Table of Contents
Understanding Connecting Letters in Urdu
In Urdu, most letters join to the next letter. Learning how letters connect is essential for reading and writing full words, not just isolated shapes.
In this chapter we focus on how and when letters connect. You already know about isolated, initial, medial, and final forms in general, so here we look specifically at connection behavior: which letters join on the left, which do not, and how that changes the shape of a word.
Two main types of letters
Urdu letters belong to two basic connection types:
- Connecting letters
These can connect to the letter that comes after them. - Non‑connecting letters
These break the connection on their right side. A new word shape starts after them.
Think of a word as a chain of letters. A connecting letter passes the chain onward. A non‑connecting letter stops the chain, so the next letter starts fresh.
Rule:
A letter that connects on the right only will not join to the letter that comes after it.
A fully connecting letter will join to both sides, if possible.
Non‑connecting letters (right‑joining only)
Some Urdu letters only join to the letter on their right side, not on their left. These letters break the word shape after them.

### To be done:
Please use the text on Urdu connecting letters above: into how many basic connection types do Urdu letters fall, and what are those types called?

[Stored data entries]
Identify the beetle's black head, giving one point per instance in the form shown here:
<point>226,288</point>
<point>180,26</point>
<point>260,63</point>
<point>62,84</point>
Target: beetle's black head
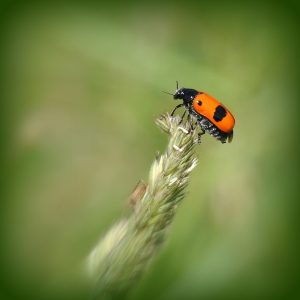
<point>187,95</point>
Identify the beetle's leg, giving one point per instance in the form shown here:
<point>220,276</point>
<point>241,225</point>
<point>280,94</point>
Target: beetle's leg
<point>182,117</point>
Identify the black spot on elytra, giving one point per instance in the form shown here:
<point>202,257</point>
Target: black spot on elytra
<point>220,113</point>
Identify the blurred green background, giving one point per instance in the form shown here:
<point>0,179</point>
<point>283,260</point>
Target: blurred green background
<point>81,89</point>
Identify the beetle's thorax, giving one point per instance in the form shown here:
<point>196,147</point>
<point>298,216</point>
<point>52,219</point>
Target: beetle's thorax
<point>187,95</point>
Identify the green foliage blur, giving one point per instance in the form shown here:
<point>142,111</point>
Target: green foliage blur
<point>81,89</point>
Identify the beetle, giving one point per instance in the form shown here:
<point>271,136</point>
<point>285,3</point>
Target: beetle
<point>210,114</point>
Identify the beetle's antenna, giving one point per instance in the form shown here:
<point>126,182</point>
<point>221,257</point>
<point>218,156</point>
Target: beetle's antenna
<point>168,93</point>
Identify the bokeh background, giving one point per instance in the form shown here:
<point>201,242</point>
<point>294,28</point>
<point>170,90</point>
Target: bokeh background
<point>81,89</point>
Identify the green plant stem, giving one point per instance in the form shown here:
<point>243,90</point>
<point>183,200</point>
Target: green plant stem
<point>123,254</point>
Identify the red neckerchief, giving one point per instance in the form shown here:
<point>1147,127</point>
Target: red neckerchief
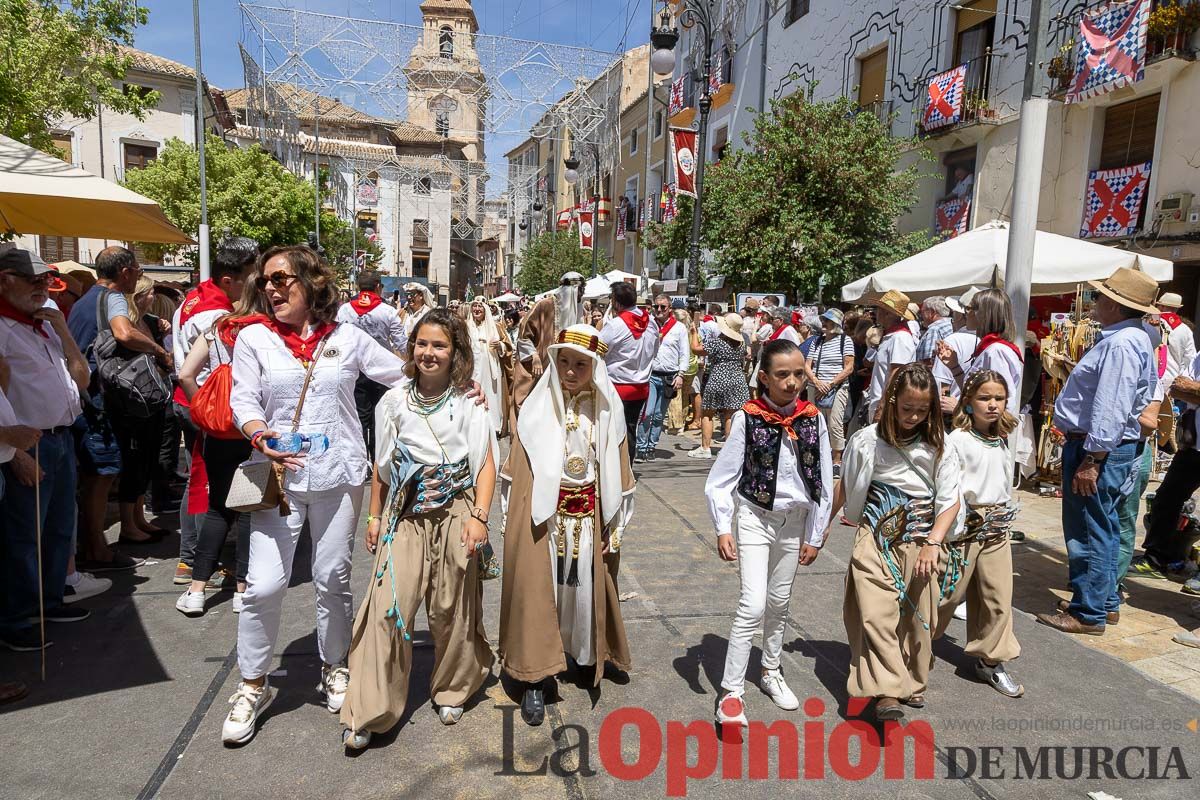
<point>365,302</point>
<point>207,296</point>
<point>636,320</point>
<point>300,347</point>
<point>995,338</point>
<point>760,408</point>
<point>11,312</point>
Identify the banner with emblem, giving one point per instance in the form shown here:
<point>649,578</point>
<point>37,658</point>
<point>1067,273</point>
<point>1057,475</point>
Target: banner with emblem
<point>943,101</point>
<point>683,160</point>
<point>952,217</point>
<point>586,230</point>
<point>1111,50</point>
<point>1114,202</point>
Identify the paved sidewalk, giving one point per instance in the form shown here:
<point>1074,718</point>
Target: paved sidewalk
<point>135,697</point>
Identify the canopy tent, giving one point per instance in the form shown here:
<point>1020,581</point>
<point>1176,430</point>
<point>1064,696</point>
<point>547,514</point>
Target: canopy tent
<point>978,258</point>
<point>43,194</point>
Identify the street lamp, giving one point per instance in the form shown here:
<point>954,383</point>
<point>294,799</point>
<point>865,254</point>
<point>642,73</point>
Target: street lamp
<point>573,175</point>
<point>701,14</point>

### Result:
Two: connecting letters and non‑connecting letters.